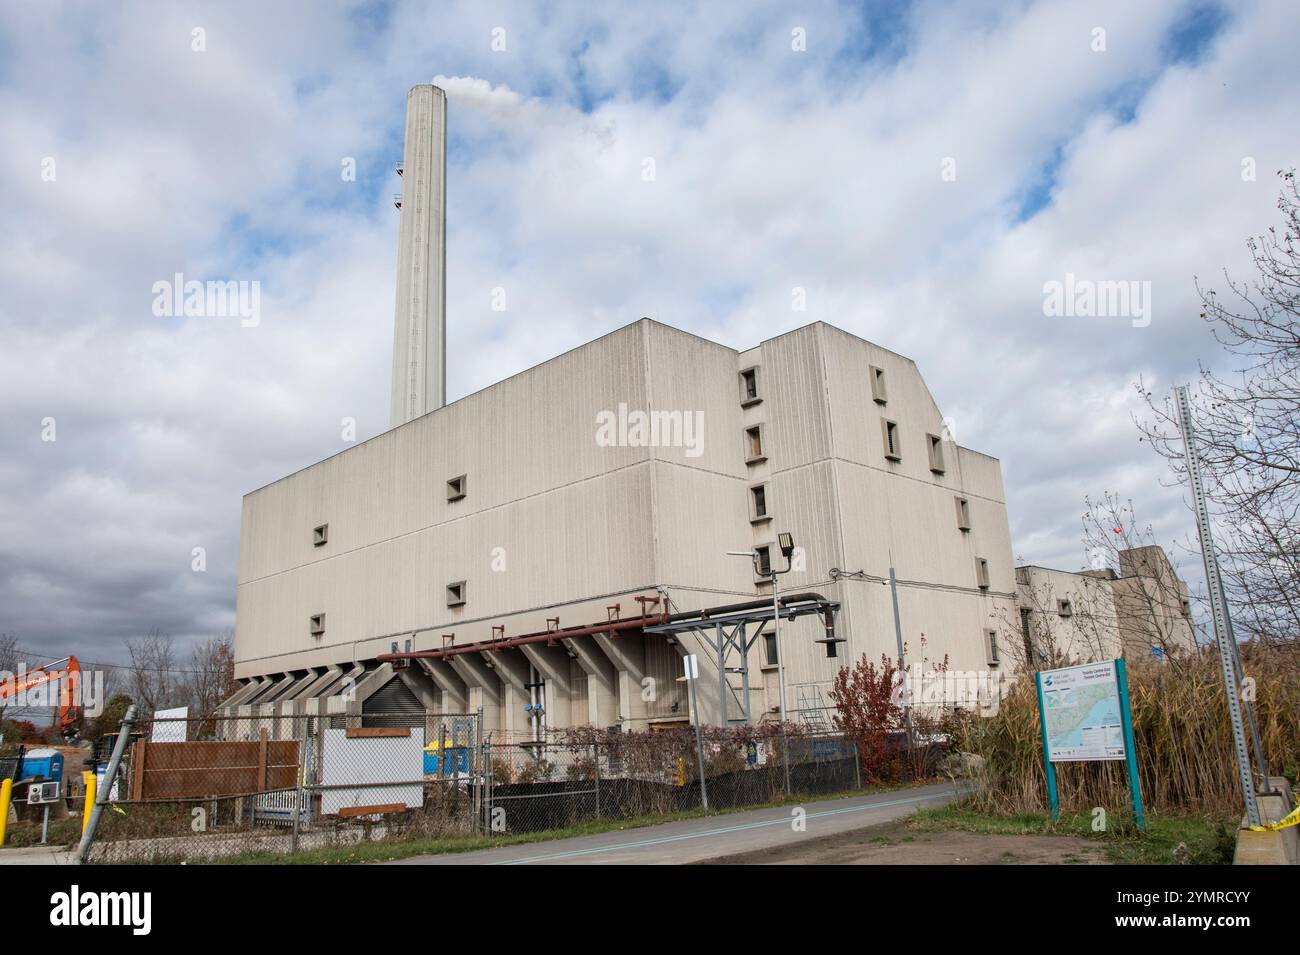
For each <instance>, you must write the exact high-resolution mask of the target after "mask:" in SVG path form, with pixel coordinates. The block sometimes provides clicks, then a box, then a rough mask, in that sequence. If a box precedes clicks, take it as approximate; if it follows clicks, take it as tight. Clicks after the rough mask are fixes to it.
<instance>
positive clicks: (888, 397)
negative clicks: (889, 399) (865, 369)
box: [870, 365, 889, 404]
mask: <svg viewBox="0 0 1300 955" xmlns="http://www.w3.org/2000/svg"><path fill="white" fill-rule="evenodd" d="M870 374H871V400H874V401H875V403H876V404H885V403H887V401H888V400H889V395H888V394H887V392H885V370H884V369H883V368H876V366H875V365H871V370H870Z"/></svg>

··········

WORK INSTRUCTION:
Express every line of the records as a Markdown table with the columns "Row" and "Line", numbering each row and leaving out blank lines and the pictures.

FINAL ANSWER:
| Row | Line |
|---|---|
| 1 | For each <instance>, you must write the exact high-resolution mask of the target after "mask:" in SVG path form, with pixel coordinates. The block sometimes provides clicks, then a box, then a rough mask, in that sequence. If a box precedes clicks, take it as approximate; if it follows clicks, take it as tight. Clicks after the rough mask are fixes to it. |
| 2 | <instance> |
| 3 | positive clicks: (888, 397) |
| 4 | negative clicks: (889, 399) (865, 369) |
| 5 | box: [870, 365, 889, 404] |
| 6 | mask: <svg viewBox="0 0 1300 955" xmlns="http://www.w3.org/2000/svg"><path fill="white" fill-rule="evenodd" d="M870 374H871V400H874V401H875V403H876V404H885V403H887V401H888V400H889V395H888V394H887V392H885V370H884V369H883V368H876V366H875V365H871V370H870Z"/></svg> |